━━ TEXT PASSAGE

Morning Show Murder

Sunday, September 3, 2017


I'm so happy to be joining Berkley in celebrating the  September 5 paperback release of
WINTER'S CHILD
Book 20 in the Wind River Mysteries
by Margaret Coel
with a Guest Post!


Margaret Coel’s New York Times bestselling series concludes as Arapaho attorney Vicky Holden and Father John O’Malley discover that a centuries-old mystery is tied to a modern-day crime on the Wind River Reservation…

In the midst of a blizzard, Myra and Eldon Little Shield found an abandoned baby on their doorstep and brought her inside. Five years later, no one has come back to claim the little girl now known as Mary Anne Little Shield. But now that she’s old enough to start school, her foster parents fear social services will take her—a white child—away from them.

Determined to adopt Mary Anne, the Little Shields hire lawyer Clint Hopkins, who wants Vicky as cocounsel on the case. But before their plans can take shape, a black truck deliberately runs Hopkins down in the street.

Enlisting Father John to help investigate who would kill to stop the child’s adoption, Vicky unravels a connection between the five-year-old girl and a missing alcoholic Arapaho wanted for robbery—only to uncover one of the darkest secrets in Wind River’s history…


The Idea for Winter’s Child
By Margaret Coel

Where did the idea for Winter’s Child come from?

   Without doubt, the most frequent question fielded by authors is what I call the “idea question.”  I’ve always liked the answer Willie Nelson gave when asked where he got ideas for songs.  Ideas are floating around in the universe, Willie explained, and from time to time, one drops into his head.

   But there is something more. Your head has to be ready. Ready, open and welcoming.  You have to be on the constant lookout for ideas.  The mat must be out: come on in, make yourself at home. 

   Because, as Willie says, ideas are indeed out there. Everywhere.  And they are looking for you—writers, musicians, artists. The billboard you just passed, the commercial interrupting your favorite show, the little old lady shuffling by in the parking lot, the phone conversation annoying you in the airport.

   And books, of course.  Books are chock full of ideas.  I have gotten ideas for lots of stories from books.  Often I’ve been doing research for the novel I happened to be working on when, wow!  An idea for the next book jumped off the page.

━━━━
━━ INPUT DATA

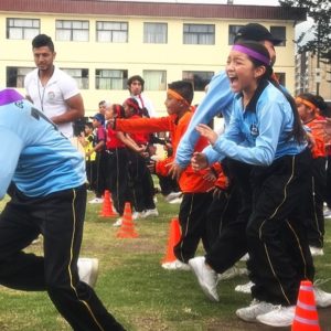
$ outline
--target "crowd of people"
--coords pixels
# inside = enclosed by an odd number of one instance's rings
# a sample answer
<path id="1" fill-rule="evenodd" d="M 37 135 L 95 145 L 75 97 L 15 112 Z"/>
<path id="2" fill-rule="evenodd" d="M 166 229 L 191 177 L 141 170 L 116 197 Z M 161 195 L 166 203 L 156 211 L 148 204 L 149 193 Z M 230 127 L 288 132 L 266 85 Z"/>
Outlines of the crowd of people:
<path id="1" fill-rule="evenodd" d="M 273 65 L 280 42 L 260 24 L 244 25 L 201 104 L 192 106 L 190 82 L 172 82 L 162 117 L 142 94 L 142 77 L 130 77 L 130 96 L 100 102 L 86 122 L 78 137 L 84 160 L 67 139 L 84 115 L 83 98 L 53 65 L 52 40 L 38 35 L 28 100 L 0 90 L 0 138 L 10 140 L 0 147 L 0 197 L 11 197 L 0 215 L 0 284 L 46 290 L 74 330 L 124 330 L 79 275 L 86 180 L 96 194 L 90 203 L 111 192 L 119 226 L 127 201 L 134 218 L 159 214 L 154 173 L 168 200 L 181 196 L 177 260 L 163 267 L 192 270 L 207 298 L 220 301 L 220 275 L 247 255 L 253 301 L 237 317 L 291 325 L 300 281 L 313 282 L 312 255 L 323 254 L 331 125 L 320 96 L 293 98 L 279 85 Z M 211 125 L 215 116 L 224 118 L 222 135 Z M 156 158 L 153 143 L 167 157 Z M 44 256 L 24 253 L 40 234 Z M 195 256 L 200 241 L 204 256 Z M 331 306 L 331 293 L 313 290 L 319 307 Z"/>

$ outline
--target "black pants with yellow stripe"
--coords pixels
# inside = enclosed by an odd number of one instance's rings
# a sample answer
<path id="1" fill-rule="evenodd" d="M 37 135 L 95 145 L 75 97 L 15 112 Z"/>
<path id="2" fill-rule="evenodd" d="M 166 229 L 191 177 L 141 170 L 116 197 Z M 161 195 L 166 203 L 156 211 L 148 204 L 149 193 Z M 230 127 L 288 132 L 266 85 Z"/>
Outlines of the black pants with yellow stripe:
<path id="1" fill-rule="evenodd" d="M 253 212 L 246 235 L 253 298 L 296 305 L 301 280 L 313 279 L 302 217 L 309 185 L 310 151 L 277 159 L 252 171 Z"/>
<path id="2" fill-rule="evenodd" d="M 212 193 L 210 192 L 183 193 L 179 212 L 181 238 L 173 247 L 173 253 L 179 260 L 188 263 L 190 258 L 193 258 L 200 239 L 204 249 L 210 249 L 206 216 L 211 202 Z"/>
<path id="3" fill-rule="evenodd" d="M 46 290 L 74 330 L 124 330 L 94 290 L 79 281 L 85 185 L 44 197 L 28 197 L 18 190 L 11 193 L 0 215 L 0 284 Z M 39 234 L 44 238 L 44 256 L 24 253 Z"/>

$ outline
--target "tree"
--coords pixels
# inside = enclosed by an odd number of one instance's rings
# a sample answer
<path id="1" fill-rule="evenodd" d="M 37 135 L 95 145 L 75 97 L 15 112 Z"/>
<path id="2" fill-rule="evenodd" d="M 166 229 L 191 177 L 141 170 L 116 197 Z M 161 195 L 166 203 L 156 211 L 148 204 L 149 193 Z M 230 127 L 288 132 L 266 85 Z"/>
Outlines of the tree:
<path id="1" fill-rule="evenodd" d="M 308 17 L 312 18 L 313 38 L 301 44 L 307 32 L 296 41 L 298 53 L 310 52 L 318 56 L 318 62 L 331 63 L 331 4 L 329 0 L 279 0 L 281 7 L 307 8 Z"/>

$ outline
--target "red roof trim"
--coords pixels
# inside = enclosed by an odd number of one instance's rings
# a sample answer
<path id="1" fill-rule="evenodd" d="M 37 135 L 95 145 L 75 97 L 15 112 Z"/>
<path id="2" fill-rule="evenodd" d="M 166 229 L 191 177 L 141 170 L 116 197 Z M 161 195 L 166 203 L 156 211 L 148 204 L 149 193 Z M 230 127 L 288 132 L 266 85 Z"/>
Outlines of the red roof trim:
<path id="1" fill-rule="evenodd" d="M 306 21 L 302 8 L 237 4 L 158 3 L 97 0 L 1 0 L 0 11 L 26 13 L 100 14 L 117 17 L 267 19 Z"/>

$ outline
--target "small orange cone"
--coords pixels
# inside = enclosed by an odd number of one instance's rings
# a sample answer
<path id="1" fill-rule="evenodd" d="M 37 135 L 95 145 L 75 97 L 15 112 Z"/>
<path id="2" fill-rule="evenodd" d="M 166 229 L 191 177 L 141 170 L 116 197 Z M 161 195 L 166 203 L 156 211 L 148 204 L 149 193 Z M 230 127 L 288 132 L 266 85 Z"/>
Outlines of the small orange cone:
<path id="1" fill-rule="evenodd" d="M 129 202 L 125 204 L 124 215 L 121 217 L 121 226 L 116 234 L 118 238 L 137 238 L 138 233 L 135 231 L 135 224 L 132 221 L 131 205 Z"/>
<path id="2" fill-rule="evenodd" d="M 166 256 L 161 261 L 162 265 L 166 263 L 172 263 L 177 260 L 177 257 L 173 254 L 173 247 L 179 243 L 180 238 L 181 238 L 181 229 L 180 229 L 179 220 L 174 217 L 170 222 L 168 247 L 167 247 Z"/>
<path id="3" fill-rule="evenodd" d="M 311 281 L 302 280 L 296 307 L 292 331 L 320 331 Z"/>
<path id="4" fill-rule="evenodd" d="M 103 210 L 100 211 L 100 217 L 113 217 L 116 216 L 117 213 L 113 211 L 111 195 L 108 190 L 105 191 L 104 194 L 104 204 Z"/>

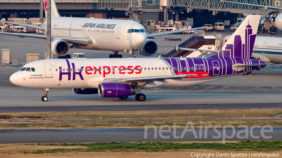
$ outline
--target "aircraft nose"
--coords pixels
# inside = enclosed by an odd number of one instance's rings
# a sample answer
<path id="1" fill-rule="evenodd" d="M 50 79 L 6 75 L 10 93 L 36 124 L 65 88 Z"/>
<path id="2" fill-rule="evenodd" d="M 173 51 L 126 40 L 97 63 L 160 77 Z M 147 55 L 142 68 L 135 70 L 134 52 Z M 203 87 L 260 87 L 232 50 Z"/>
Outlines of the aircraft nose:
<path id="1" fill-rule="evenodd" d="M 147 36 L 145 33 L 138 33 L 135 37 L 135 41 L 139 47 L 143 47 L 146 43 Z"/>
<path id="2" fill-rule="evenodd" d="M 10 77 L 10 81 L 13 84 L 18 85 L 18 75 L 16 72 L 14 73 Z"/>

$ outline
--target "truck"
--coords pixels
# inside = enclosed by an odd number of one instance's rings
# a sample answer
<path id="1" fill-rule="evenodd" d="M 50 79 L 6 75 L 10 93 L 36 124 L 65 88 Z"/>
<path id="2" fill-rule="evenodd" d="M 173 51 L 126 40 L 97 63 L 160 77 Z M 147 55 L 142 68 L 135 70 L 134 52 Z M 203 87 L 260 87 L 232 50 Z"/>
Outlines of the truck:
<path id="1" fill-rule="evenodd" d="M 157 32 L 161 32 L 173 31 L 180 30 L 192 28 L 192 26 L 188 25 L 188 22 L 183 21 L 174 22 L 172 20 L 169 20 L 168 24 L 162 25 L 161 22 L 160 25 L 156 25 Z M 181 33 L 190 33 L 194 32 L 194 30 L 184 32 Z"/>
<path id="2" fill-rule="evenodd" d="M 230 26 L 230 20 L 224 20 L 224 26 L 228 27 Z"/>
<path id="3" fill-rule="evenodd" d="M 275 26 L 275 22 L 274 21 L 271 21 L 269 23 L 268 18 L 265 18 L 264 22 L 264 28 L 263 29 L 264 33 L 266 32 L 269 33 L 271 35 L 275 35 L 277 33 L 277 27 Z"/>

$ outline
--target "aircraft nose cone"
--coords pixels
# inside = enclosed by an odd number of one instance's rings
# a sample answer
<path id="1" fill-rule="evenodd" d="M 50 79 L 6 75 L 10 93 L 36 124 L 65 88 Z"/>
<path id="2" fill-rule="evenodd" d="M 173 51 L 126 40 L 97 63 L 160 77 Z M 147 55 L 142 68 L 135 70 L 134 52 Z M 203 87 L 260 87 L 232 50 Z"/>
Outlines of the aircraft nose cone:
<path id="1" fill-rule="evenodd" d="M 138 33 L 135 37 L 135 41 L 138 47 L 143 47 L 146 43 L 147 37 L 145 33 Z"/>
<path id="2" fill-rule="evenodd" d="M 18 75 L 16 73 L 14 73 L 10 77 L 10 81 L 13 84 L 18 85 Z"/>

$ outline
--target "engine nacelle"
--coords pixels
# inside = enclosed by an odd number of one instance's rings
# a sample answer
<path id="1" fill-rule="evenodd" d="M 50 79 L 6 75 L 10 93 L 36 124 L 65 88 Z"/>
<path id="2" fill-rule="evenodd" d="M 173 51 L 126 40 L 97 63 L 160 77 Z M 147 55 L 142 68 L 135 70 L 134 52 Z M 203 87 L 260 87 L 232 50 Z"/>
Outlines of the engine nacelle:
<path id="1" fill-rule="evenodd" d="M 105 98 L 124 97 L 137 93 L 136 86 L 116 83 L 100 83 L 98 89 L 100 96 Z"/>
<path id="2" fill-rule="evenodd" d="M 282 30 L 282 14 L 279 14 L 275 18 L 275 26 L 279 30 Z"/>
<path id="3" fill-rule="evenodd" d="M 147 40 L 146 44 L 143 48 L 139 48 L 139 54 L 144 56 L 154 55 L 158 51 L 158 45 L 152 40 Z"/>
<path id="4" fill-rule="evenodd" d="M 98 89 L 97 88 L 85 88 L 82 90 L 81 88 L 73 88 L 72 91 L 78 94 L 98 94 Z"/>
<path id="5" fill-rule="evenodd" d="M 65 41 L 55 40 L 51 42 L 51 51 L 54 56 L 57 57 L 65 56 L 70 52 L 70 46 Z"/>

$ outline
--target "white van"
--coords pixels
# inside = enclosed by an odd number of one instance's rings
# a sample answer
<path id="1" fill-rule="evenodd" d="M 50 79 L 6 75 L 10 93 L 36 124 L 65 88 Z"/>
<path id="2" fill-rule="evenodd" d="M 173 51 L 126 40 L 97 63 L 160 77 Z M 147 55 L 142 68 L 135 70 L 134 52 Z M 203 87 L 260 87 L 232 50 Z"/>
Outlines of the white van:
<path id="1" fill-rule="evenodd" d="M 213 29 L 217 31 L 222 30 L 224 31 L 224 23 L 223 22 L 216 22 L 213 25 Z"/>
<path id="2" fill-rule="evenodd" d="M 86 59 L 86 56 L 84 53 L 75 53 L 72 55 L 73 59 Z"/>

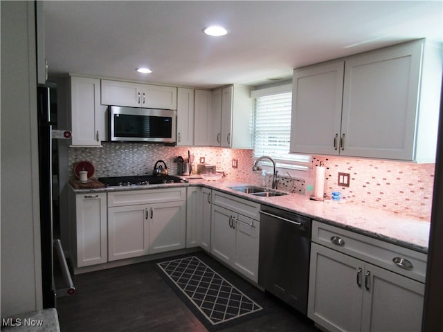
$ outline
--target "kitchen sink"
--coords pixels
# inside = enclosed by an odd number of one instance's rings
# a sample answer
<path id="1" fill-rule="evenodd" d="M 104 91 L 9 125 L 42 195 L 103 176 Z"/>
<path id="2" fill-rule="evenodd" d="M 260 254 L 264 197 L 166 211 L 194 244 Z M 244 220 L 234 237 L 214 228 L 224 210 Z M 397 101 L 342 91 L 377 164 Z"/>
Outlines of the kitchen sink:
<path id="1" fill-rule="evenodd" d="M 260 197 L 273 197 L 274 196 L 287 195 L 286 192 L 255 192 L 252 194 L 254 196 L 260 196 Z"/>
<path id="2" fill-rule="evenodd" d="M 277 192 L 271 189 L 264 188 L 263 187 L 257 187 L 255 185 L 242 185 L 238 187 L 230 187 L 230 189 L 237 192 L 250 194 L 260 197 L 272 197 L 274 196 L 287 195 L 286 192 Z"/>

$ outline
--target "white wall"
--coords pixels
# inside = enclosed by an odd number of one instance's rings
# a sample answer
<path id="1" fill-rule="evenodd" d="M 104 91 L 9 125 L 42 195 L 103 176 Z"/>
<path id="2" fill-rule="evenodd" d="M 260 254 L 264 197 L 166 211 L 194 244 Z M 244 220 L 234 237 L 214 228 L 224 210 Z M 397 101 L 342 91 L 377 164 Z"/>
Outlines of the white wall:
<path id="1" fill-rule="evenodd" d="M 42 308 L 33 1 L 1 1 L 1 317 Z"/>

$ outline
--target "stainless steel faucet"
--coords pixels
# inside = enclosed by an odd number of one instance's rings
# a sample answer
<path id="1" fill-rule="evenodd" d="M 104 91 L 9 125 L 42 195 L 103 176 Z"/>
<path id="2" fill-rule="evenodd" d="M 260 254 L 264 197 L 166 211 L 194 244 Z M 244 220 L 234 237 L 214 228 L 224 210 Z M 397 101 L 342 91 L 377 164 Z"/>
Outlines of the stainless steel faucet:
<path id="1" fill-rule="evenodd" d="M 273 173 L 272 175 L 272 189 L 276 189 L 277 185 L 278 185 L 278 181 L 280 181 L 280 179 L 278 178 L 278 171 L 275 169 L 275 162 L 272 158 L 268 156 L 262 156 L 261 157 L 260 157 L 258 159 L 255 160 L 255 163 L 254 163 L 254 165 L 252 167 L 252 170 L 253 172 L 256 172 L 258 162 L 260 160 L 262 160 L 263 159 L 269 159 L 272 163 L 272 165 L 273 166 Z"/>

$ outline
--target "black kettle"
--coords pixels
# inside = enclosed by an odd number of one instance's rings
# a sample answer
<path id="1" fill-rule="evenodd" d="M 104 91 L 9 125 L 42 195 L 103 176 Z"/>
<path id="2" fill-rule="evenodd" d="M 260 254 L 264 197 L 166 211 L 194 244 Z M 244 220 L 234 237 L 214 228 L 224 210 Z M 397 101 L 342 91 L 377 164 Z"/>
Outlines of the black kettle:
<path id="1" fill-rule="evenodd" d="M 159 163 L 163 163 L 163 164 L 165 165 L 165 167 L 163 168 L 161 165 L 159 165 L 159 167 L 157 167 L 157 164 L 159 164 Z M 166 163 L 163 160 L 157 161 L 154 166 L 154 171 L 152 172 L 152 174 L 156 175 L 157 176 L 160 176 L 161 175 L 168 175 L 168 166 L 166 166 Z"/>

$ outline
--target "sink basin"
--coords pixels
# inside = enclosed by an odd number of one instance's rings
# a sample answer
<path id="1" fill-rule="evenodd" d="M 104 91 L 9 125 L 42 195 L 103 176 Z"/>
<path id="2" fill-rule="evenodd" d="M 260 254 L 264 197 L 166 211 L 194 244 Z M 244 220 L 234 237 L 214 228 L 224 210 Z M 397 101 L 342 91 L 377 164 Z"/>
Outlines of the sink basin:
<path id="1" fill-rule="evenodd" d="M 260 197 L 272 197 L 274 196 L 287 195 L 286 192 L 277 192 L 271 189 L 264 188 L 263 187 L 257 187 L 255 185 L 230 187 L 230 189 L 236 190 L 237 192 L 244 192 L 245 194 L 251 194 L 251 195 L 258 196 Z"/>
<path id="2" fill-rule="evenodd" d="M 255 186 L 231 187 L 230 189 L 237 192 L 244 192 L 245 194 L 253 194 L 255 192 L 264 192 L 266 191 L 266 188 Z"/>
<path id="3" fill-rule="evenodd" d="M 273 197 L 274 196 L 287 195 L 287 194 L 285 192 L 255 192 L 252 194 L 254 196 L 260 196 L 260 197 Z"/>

━━━━

■ **TASK INSTRUCTIONS**:
(a) Answer these questions using the Winter's Child post:
(i) On what date is the paperback released?
(ii) Which lawyer do the Little Shields hire?
(iii) Whose answer to the question of where ideas come from has the author always liked?
(b) Reproduce the Winter's Child post word for word from "Without doubt, the" to "into his head.".
(c) Carry on the Winter's Child post from the point where it stops.

■ **ANSWERS BY ITEM NUMBER**:
(a)
(i) September 5
(ii) Clint Hopkins
(iii) Willie Nelson's

(b)
Without doubt, the most frequent question fielded by authors is what I call the “idea question.”  I’ve always liked the answer Willie Nelson gave when asked where he got ideas for songs.  Ideas are floating around in the universe, Willie explained, and from time to time, one drops into his head.

(c)
   That’s how the idea for Winter’s Child  came. I was writing Wife of Moon and doing research about the Wind River Reservation in the early years after 1878, when the Arapahos settled there. Tucked in a footnote I had almost overlooked was the mention of Lizzie Brokenhorn, a white woman who had grown up Arapaho on the reservation. Interesting, I thought. I made a note about Lizzie and filed it into my ideas file (if you don’t capture ideas when they drop into your head, they have a way of evaporating into the mists.)  I finished Wife of Moon, went on to write other novels, and thought no more of Lizzie, until the idea popped up in another book.  This time, I paid close attention.  I began to look into the story of a white woman who had come into the tribe as a child.

   The idea of such a child captured me. What if a white child were growing up on the reservation today, I wondered? What if she believed herself to be Arapaho?  What if she had been brought to the reservation because of a horrific crime, a crime the villain would stop at nothing, even murder, to keep secret.

   And what if Vicky Holden, Arapaho attorney, and Father John O’Malley, Jesuit missionary priest, were drawn into the mystery surrounding the white child’s background and began to unravel the truth?  What might the villain do to stop them?

   I started writing, and the result is Winter’s Child, a novel that sprang from the germ of an idea in an obscure footnote while I was researching another novel.  But you never know when an idea might present itself. I have learned to be ready and to be patient because the idea for the next novel is always on its way.  It could drop into my head from anywhere.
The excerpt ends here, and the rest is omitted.